---- RECORD EXCERPTS
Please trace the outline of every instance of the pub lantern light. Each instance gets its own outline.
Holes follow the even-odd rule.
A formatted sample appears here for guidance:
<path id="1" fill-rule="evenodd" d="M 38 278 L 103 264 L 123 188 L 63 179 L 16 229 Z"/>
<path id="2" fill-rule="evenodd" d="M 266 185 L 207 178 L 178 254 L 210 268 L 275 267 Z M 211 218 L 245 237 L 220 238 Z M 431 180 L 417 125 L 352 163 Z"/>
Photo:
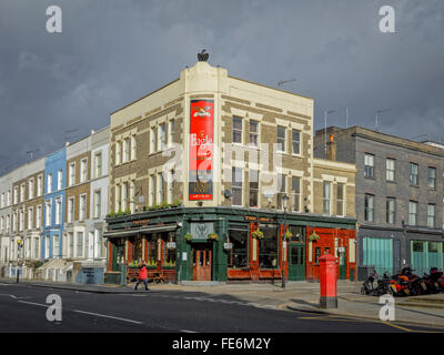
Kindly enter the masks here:
<path id="1" fill-rule="evenodd" d="M 290 197 L 287 195 L 282 197 L 284 211 L 286 211 L 286 209 L 289 207 L 289 200 Z"/>

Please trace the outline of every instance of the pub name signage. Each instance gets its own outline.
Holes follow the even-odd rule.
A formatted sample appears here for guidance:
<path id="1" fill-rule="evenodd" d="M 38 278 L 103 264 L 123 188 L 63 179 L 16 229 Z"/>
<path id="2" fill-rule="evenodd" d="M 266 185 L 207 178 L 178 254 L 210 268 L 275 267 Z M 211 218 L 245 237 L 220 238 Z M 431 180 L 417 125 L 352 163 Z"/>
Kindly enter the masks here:
<path id="1" fill-rule="evenodd" d="M 274 222 L 273 219 L 269 219 L 269 217 L 256 217 L 254 215 L 245 215 L 245 221 L 250 221 L 250 222 Z"/>

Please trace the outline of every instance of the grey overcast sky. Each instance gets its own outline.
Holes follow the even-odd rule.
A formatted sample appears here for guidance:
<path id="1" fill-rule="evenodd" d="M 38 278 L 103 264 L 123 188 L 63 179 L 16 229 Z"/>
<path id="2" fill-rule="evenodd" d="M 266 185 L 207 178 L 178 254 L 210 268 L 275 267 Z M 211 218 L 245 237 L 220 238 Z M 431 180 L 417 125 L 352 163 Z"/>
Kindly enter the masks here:
<path id="1" fill-rule="evenodd" d="M 48 33 L 49 6 L 62 33 Z M 380 31 L 382 6 L 396 33 Z M 443 0 L 0 0 L 0 174 L 109 124 L 110 113 L 210 64 L 315 100 L 315 129 L 444 141 Z"/>

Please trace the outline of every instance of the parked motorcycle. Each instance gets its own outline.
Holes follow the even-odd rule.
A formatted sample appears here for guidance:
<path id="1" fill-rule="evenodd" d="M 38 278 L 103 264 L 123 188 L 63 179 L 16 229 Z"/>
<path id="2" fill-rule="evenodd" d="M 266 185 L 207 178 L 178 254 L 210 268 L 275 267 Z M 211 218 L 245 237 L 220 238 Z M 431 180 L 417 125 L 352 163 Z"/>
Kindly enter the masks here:
<path id="1" fill-rule="evenodd" d="M 403 267 L 400 274 L 390 280 L 390 293 L 394 296 L 411 296 L 421 294 L 420 277 L 413 274 L 411 267 Z"/>
<path id="2" fill-rule="evenodd" d="M 389 285 L 390 285 L 390 276 L 389 273 L 385 272 L 382 280 L 377 280 L 379 274 L 373 272 L 362 284 L 361 293 L 363 295 L 370 296 L 381 296 L 390 293 Z M 377 282 L 375 286 L 375 281 Z"/>
<path id="3" fill-rule="evenodd" d="M 361 294 L 376 296 L 376 287 L 374 286 L 375 280 L 379 277 L 377 273 L 374 271 L 362 284 Z"/>
<path id="4" fill-rule="evenodd" d="M 424 273 L 421 281 L 424 294 L 435 294 L 444 290 L 443 272 L 437 267 L 431 267 L 430 274 Z"/>

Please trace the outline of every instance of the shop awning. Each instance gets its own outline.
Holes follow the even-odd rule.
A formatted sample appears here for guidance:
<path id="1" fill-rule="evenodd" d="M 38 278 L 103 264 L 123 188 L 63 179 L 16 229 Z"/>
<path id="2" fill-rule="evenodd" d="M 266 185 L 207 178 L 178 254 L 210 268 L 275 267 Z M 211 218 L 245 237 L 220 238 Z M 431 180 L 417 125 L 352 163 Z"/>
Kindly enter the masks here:
<path id="1" fill-rule="evenodd" d="M 153 225 L 139 230 L 120 230 L 120 231 L 109 231 L 104 232 L 104 237 L 120 237 L 120 236 L 129 236 L 129 235 L 138 235 L 142 233 L 160 233 L 160 232 L 170 232 L 175 231 L 178 229 L 176 224 L 173 225 Z"/>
--------
▶ _INSTRUCTIONS FOR THE TASK_
Swap "formatted sample" for "formatted example" everywhere it occurs in the data above, and reproduce the data with nothing else altered. Leave the picture out of your copy.

▶ _RESULT_
Please trace the outline of every instance of the pub lantern light. Each instance gets its own outline.
Holes follow the even-odd rule.
A formatted example appears here for guidance:
<path id="1" fill-rule="evenodd" d="M 38 278 L 103 264 L 123 188 L 63 179 L 16 229 Z"/>
<path id="2" fill-rule="evenodd" d="M 266 185 L 207 178 L 178 254 L 210 268 L 275 267 Z M 211 218 L 245 237 L 220 238 Z M 431 180 L 417 125 L 352 163 Z"/>
Photo:
Kindly enter the masks here:
<path id="1" fill-rule="evenodd" d="M 290 197 L 287 195 L 282 197 L 284 211 L 286 211 L 286 209 L 289 207 L 289 200 Z"/>

Please trace the outline of every instance of the pub name signage. Each instance gets its own outline.
Holes follow the even-odd rule.
A formatted example appears here for guidance:
<path id="1" fill-rule="evenodd" d="M 38 278 L 103 264 L 123 188 L 63 179 L 16 229 Z"/>
<path id="2" fill-rule="evenodd" d="M 266 185 L 207 178 L 178 254 L 210 268 L 275 267 Z M 211 218 L 245 237 L 220 238 Z M 431 180 L 417 125 L 352 163 Z"/>
Kindly enter the masks here:
<path id="1" fill-rule="evenodd" d="M 274 222 L 273 219 L 269 219 L 269 217 L 256 217 L 254 215 L 245 215 L 245 221 L 250 221 L 250 222 Z"/>

Please trace the outline of every instance of the grey overcast sky. Each instance gets its own outline.
Holes follow the even-odd rule.
A formatted example appears here for guidance:
<path id="1" fill-rule="evenodd" d="M 38 278 L 103 264 L 123 188 L 63 179 L 16 229 Z"/>
<path id="2" fill-rule="evenodd" d="M 266 185 L 207 178 L 178 254 L 210 268 L 275 267 Z M 211 218 L 245 237 L 220 238 Z M 431 180 L 417 125 L 352 163 Z"/>
Kindly enter the masks here:
<path id="1" fill-rule="evenodd" d="M 48 33 L 49 6 L 62 33 Z M 380 31 L 382 6 L 396 33 Z M 443 0 L 0 0 L 0 174 L 109 124 L 110 113 L 210 64 L 315 100 L 315 129 L 444 141 Z"/>

Please trace the outline of every instance of the parked motorcycle. Each instance gets its own outline.
Holes follow the even-odd rule.
A formatted example appears here for guidance:
<path id="1" fill-rule="evenodd" d="M 38 278 L 103 264 L 123 188 L 63 179 L 16 229 Z"/>
<path id="2" fill-rule="evenodd" d="M 266 185 L 207 178 L 178 254 L 210 268 L 275 267 Z M 211 218 L 245 237 L 220 238 Z M 431 180 L 417 125 L 352 163 Z"/>
Kindly enter the masks here:
<path id="1" fill-rule="evenodd" d="M 403 267 L 400 274 L 390 280 L 390 293 L 394 296 L 411 296 L 421 294 L 420 277 L 413 274 L 411 267 Z"/>
<path id="2" fill-rule="evenodd" d="M 389 285 L 390 285 L 390 276 L 389 273 L 385 272 L 382 280 L 377 280 L 379 274 L 373 272 L 362 284 L 361 293 L 363 295 L 370 296 L 381 296 L 390 293 Z M 377 282 L 375 286 L 375 281 Z"/>
<path id="3" fill-rule="evenodd" d="M 361 294 L 376 296 L 376 287 L 374 286 L 375 280 L 379 277 L 377 273 L 374 271 L 362 284 Z"/>
<path id="4" fill-rule="evenodd" d="M 424 273 L 421 281 L 424 294 L 435 294 L 444 290 L 443 272 L 437 267 L 431 267 L 430 274 Z"/>

Please trace the outline of every instance of the shop awning. Each instance gets its own outline.
Holes follow the even-odd rule.
A formatted example appears here for guidance:
<path id="1" fill-rule="evenodd" d="M 38 278 L 103 264 L 123 188 L 63 179 L 16 229 Z"/>
<path id="2" fill-rule="evenodd" d="M 266 185 L 207 178 L 178 254 L 210 268 L 275 267 Z M 211 218 L 245 237 L 220 238 Z M 431 180 L 417 125 L 352 163 Z"/>
Kindly enter the masks here:
<path id="1" fill-rule="evenodd" d="M 153 225 L 139 230 L 120 230 L 120 231 L 109 231 L 104 232 L 104 237 L 120 237 L 120 236 L 129 236 L 129 235 L 138 235 L 142 233 L 160 233 L 160 232 L 170 232 L 175 231 L 178 229 L 176 224 L 173 225 Z"/>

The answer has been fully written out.